Image-grounded pointing data
■ ■ ■
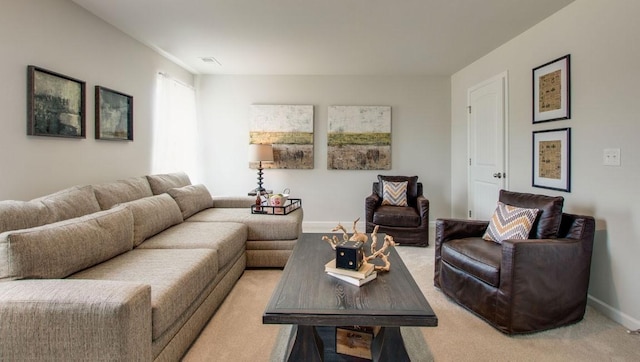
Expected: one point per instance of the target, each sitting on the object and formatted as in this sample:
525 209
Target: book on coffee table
355 281
364 271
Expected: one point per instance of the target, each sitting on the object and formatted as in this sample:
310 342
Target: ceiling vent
211 60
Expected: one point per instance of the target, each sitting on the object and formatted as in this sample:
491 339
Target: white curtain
175 128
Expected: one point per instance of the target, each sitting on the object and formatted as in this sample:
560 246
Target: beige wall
601 37
60 36
420 138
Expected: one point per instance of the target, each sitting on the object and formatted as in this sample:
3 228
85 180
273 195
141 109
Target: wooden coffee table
308 298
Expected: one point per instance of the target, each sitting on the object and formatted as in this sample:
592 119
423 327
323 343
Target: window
174 128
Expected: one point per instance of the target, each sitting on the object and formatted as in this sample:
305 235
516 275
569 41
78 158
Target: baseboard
614 314
327 226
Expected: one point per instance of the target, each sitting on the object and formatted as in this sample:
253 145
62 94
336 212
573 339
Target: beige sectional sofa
130 270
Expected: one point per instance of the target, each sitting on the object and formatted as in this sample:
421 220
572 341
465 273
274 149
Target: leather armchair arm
452 229
371 202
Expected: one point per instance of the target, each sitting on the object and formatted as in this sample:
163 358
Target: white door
487 113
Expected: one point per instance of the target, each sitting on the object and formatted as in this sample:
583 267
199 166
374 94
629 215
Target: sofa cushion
227 238
394 193
70 203
549 217
60 249
476 257
152 215
177 278
191 199
16 215
510 222
163 182
121 191
260 227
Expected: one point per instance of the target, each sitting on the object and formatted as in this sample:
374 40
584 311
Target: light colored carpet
236 332
414 342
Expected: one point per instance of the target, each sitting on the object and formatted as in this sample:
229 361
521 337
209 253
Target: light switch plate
611 157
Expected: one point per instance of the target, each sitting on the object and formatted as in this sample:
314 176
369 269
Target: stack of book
359 277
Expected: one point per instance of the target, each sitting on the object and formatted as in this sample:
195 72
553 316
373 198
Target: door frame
504 78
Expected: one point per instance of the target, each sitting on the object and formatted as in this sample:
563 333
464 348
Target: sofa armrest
67 320
452 229
234 201
371 202
556 273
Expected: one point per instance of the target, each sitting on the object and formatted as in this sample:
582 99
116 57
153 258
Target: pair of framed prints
552 147
56 107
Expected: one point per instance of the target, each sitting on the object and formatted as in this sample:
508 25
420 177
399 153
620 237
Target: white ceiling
319 37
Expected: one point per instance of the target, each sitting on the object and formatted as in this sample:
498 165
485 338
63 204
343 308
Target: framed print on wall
55 104
359 138
552 90
114 115
552 159
289 128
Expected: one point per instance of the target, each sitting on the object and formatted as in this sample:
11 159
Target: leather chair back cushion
412 186
475 256
397 216
549 217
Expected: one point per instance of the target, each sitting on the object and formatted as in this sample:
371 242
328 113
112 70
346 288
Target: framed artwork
289 128
55 104
552 159
114 115
359 138
552 90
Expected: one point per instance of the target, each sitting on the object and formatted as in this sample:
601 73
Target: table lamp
260 153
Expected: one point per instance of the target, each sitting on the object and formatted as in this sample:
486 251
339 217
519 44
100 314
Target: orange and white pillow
510 222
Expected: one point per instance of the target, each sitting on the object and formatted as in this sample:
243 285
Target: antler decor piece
362 237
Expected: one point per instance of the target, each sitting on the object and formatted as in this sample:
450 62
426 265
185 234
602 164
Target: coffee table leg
388 345
308 345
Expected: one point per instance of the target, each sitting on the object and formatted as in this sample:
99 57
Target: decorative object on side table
263 208
114 115
260 153
55 104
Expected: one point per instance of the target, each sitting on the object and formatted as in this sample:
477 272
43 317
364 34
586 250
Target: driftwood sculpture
357 236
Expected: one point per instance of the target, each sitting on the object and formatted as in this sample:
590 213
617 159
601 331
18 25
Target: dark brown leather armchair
409 225
519 286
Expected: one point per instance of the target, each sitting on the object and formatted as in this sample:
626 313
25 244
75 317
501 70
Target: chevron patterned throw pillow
510 222
394 193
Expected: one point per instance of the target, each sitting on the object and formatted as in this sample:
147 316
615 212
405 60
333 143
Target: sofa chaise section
126 270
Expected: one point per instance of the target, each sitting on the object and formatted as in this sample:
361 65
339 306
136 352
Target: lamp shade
260 153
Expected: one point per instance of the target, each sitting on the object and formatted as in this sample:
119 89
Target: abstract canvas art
289 128
55 104
359 138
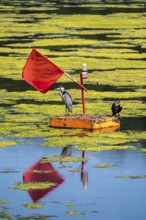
■ ■ ■
• [What is required]
Reproduce the records above exactly, excluding every picture.

• [Solution to the exercise]
Expected: one point per instance of the target, each sitting on the object and formatted as in this sample:
525 209
Target: book on coffee table
355 281
364 271
Expected: one point per instance of the target, each sitting on the object and formatted as in this sample:
310 342
Target: ceiling vent
211 60
Expected: one point per instance of the target, each sitting on the object and formatted as in this sample:
491 339
Target: white curtain
175 128
Expected: one point per instance of the target, each sitting on the object and formatted as in this sample:
560 246
Target: beige wall
601 37
60 36
420 138
Expected: one point per instance of the target, each sitting on the object and formatted as in this sample:
3 228
85 180
273 195
141 109
Target: wooden coffee table
308 298
Expected: one point per instance of the target, each sitting on the object and formatted as in this sample:
592 119
423 327
323 343
Target: window
174 128
Expected: one point per instance of the target, each sitting on the object and formatted as in this sample:
305 235
516 275
569 41
78 158
Target: baseboard
614 314
327 226
Expected: one point per instance of the target, each sitting on the object and formatted as in this sample:
253 145
62 94
336 212
573 339
Target: beige sectional sofa
130 270
Expected: one point per instance of the target, each sitting on the object and formatted as in this sample:
421 220
572 341
465 273
274 149
Target: leather armchair arm
452 229
371 202
Expected: one point per instance of the target, each sitting on the object and formatted as in this sample:
163 358
Target: white door
487 113
Expected: one point per instance of the target, each sitting on the object and formatted as in this sample:
583 267
199 166
374 94
629 215
Target: sofa cushion
227 238
394 193
70 203
549 217
60 249
476 257
152 215
177 278
191 199
16 215
510 222
163 182
121 191
260 227
Expected: one point per instance of the target, each sitting on the object and formatted as in this sample:
374 40
584 311
Target: light colored carpet
236 332
414 342
Expected: one point per instance of the target, each sitting on the object and formatted as in this sample:
229 361
521 337
209 253
Target: light switch plate
611 157
Expected: one point per instance of the target, each sitting on the object and formatted as in this sample:
314 176
369 269
Target: stack of book
359 277
Expected: one point per instance of the target, each sitting on the object and formatted as in this sample:
195 72
553 316
373 198
Target: door frame
504 78
Expected: one point per instance of the target, each sitting on the object and formatted as in this sample:
563 333
464 348
Target: sofa armrest
67 320
452 229
234 201
371 202
556 273
Expected: one point per instance of the target, each sitting on the object and formatted as in this sample:
582 99
116 57
153 258
Target: pair of framed prints
552 147
56 107
Expected: one point per instance of the target, each sitting on the object and formatted as in this sample:
508 25
420 177
399 153
620 237
Target: white ceiling
319 37
Expected: one point per instance of the target, each sitting on the object and formatted as in this sample:
498 165
485 338
63 204
343 308
Target: framed print on wall
55 104
359 138
552 90
114 115
552 159
289 128
Expected: one point per instance of the target, each sitting on the object and formatted as in this sample:
11 159
Target: leather chair back cushion
412 186
475 256
397 216
549 217
Expected: one point per instance of the target, each sitting on the object and formatted as in this sample:
371 242
328 113
112 70
346 288
Target: framed artwork
289 128
55 104
552 159
114 115
359 138
552 90
Expected: one point per instance of the target, each sitting on the object and formatted as in this sample:
601 73
Target: table lamp
260 153
Expected: one point per instance of the target, each sitting on the object and formatted as in this sample:
486 251
339 217
519 44
100 314
Target: orange and white pillow
510 222
Expected: one point per instance of the target, each sitting on the object and formatted as in this sample:
243 285
Target: antler decor piece
362 237
Expected: one point per instance of the target, each sitting on the object and formatted as in this sample:
450 62
426 265
185 234
602 164
Target: coffee table leg
388 345
308 345
Expected: one point per instance of the target, each sitting on the object and formatted as in this sample:
99 57
Target: decorative object on side table
263 208
114 115
260 153
55 104
Expected: one point per instance of the target, each sitting on the object and formatted as in this sample:
477 272
43 317
364 34
586 250
Target: driftwood sculpture
357 236
Expected: one point per instance of the target, each sitting on the object and formatted as in this sample:
590 213
617 159
601 331
18 25
Target: dark brown leather armchair
409 225
519 286
Expected: one point per instance of the target, each sitting on the object and formatted as in this sample:
626 313
25 244
75 317
501 70
Target: chevron patterned throw pillow
510 222
394 193
Expected: one point per instance of the target, each sitting on the object and formatted as in this sample:
147 316
615 212
405 60
333 143
Target: sofa chaise section
126 270
Expected: one point per instance of the target, each sitting on the object and formatted as in this sample:
361 65
339 306
136 352
Target: lamp shade
260 153
Expected: one point per instance of the target, each sitting on the object and formatted as in this sample:
119 89
Target: abstract canvas art
289 128
55 104
359 138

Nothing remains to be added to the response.